• [Task directions]:
Pick out and copy every line in the items below that contains the string "roof". Case counts, so uppercase and lowercase letters are distinct.

• [Entries for location identification]:
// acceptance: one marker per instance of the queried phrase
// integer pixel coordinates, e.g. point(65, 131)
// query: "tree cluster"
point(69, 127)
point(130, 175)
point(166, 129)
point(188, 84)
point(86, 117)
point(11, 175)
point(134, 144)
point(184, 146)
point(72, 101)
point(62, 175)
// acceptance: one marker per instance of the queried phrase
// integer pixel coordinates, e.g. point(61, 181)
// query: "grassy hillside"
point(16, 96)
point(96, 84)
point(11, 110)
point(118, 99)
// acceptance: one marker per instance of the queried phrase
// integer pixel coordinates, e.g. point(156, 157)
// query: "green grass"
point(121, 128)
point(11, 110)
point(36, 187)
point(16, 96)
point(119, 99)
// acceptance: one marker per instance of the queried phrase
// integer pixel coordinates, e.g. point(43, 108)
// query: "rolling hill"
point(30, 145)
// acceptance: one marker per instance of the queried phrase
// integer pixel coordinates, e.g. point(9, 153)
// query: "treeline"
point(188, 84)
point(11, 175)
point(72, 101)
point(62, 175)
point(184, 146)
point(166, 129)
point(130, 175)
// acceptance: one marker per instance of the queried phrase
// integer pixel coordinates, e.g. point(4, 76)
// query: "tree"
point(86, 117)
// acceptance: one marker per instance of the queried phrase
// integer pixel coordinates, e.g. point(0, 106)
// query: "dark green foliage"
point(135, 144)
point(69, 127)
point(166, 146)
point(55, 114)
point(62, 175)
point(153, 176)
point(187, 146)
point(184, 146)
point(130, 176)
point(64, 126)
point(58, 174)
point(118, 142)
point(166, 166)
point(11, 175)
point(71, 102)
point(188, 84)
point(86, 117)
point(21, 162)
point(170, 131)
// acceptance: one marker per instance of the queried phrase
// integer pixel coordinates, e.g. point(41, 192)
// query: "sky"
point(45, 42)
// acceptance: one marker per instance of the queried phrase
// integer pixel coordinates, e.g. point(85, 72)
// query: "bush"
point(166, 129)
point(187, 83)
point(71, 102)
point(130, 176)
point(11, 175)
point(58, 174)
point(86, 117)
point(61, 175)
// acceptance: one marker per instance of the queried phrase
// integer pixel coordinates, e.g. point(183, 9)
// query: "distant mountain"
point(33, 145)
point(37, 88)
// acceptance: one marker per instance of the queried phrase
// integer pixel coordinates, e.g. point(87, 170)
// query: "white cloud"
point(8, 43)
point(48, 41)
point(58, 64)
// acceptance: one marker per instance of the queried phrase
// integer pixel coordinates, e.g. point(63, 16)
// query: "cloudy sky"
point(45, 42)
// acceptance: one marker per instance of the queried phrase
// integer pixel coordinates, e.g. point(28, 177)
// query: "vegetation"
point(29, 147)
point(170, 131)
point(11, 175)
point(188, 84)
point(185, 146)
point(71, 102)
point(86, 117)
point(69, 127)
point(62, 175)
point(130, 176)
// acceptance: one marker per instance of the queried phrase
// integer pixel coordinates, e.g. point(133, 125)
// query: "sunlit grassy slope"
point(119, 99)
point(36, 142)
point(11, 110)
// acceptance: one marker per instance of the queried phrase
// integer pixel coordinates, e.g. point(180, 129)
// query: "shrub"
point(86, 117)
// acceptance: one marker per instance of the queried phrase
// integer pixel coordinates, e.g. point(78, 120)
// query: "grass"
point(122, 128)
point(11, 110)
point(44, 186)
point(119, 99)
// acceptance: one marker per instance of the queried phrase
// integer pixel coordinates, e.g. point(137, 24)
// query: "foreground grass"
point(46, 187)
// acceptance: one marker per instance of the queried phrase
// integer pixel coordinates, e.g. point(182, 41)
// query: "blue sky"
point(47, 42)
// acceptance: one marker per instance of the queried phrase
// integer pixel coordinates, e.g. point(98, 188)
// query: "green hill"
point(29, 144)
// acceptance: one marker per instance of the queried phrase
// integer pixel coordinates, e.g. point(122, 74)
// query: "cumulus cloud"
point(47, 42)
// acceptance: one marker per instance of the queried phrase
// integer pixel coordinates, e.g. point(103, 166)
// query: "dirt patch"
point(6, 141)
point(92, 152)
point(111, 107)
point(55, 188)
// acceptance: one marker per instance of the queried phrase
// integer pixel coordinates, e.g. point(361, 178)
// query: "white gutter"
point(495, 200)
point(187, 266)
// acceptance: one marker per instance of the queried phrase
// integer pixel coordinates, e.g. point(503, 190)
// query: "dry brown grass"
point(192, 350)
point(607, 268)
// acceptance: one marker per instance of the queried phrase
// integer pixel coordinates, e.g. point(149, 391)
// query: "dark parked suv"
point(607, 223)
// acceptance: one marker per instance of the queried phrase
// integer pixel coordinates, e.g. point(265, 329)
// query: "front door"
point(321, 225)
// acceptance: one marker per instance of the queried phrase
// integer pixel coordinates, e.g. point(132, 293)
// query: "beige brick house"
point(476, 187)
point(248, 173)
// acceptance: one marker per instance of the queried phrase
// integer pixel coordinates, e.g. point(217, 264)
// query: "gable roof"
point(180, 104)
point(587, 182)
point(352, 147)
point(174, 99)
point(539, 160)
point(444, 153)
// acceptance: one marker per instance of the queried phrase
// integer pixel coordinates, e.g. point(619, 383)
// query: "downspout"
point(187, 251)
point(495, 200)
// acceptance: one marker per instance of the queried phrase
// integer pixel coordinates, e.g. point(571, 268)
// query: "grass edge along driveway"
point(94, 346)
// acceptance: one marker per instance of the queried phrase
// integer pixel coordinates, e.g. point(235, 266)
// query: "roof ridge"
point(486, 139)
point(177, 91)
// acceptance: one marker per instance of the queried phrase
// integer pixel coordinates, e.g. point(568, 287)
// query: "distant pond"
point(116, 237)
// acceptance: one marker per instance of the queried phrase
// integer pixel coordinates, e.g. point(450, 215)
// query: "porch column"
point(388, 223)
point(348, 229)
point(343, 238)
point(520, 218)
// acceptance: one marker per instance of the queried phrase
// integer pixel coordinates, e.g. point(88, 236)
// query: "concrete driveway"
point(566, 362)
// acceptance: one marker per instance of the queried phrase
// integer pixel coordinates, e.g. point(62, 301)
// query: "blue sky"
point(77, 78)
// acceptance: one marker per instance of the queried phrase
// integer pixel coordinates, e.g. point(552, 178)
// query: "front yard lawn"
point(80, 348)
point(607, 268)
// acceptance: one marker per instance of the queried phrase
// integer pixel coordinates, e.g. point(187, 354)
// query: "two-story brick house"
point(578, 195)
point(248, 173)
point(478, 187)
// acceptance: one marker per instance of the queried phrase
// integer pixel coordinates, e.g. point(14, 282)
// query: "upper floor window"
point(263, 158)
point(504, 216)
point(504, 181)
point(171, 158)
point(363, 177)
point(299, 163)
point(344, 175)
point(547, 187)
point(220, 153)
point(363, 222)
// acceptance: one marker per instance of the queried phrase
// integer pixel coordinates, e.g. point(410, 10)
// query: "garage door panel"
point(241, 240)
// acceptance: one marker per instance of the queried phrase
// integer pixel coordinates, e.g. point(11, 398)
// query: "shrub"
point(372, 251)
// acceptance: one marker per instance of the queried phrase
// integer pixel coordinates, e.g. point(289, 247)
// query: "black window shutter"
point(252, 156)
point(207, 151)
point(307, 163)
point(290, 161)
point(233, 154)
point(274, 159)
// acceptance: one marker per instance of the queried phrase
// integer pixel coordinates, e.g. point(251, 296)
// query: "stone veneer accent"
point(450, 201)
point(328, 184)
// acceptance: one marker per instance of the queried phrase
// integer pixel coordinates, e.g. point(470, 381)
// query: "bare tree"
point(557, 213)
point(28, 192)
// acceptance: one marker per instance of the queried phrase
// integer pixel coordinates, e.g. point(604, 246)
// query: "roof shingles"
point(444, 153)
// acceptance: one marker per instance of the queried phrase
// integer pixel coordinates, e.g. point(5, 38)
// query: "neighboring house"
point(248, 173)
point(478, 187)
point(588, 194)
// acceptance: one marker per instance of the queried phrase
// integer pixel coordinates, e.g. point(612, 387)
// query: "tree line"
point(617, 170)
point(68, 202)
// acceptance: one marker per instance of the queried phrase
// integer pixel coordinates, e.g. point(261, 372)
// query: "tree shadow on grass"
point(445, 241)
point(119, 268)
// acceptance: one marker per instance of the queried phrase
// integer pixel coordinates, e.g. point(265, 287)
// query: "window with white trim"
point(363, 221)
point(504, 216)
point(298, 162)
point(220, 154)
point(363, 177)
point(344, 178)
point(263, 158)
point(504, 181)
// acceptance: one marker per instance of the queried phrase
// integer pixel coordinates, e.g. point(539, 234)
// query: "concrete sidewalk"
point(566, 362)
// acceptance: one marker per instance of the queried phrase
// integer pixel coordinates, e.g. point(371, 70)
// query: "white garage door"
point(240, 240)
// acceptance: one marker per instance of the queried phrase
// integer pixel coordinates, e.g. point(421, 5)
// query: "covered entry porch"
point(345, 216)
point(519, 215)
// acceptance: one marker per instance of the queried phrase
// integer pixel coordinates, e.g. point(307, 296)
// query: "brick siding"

• [Answer to the problem]:
// query: "gable roof"
// query: "roof ridge"
// query: "roof shingles"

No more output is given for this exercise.